→ **Material**:

— START —

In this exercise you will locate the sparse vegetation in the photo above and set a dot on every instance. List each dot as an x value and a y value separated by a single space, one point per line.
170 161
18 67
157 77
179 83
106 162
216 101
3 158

— END —

→ **Written problem**:
Filter the items above and copy each line that contains the string "photo".

→ **The completed task**:
In this exercise you will locate the sparse vegetation in the photo above and set a dot on every instance. List each dot as an x value and a y value separated by a single space, one point per line.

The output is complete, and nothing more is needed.